**Prompt:**
The lines below starting at the line containing "Category: churning water" and ending at the line containing "Category: garden shrub" are to be repeated exactly, with both ends kept and nothing else added.

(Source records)
▬▬▬
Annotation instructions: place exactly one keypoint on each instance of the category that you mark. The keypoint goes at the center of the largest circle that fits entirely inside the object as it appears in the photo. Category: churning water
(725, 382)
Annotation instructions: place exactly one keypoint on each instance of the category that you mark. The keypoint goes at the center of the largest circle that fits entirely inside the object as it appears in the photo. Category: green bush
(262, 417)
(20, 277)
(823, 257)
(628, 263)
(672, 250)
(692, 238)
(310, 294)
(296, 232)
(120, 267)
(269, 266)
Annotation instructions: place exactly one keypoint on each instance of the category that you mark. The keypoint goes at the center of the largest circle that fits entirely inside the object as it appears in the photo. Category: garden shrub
▬▬▬
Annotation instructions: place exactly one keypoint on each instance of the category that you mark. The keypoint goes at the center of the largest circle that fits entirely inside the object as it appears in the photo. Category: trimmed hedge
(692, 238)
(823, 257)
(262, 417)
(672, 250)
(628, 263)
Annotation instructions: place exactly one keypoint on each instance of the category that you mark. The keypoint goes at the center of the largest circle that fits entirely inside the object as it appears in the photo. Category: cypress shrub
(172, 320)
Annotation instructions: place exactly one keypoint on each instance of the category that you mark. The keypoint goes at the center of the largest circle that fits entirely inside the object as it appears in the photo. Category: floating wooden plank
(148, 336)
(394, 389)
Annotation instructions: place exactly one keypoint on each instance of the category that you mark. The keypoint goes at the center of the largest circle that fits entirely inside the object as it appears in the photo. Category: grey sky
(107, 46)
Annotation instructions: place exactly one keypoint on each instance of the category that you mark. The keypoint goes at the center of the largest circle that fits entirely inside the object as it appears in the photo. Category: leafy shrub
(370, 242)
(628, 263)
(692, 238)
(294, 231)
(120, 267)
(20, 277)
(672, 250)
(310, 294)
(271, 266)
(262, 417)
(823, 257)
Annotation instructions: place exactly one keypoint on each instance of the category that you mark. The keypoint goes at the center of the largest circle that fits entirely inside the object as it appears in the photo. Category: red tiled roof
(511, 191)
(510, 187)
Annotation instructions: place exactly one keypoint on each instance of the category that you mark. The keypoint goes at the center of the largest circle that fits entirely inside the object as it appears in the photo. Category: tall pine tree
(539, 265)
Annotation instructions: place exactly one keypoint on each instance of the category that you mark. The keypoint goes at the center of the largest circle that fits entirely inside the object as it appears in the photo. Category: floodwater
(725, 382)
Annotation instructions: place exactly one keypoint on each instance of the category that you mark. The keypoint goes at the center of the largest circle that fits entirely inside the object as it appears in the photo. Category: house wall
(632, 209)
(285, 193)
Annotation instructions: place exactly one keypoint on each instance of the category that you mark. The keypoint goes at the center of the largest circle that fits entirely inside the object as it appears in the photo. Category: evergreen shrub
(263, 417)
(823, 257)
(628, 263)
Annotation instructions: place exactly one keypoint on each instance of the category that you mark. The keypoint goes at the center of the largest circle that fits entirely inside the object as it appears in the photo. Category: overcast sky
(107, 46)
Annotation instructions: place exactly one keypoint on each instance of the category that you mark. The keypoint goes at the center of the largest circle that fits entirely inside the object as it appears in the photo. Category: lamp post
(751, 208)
▬▬▬
**Task result:**
Annotation instructions: place exactly one keypoint on each instance of the category that you mark. The keypoint goes at the center of the largest circle that fits entirely inside the object as it appears in the photo. Category: churning water
(725, 382)
Annotation instructions: place exactly one keypoint on each instance of the category that you mark. The keypoint goes at the center of the largest circle that fits entirely inside the object as it appears in the photo. Category: green bush
(262, 417)
(20, 277)
(823, 257)
(628, 263)
(672, 250)
(692, 238)
(310, 294)
(296, 232)
(120, 267)
(269, 266)
Annotation instructions: place exactly one keypoint on each instance of the category that you mark. The keypoint goes at the center of the largest circle that fits entirely inside the object as it appears in the photo. Category: garden shrub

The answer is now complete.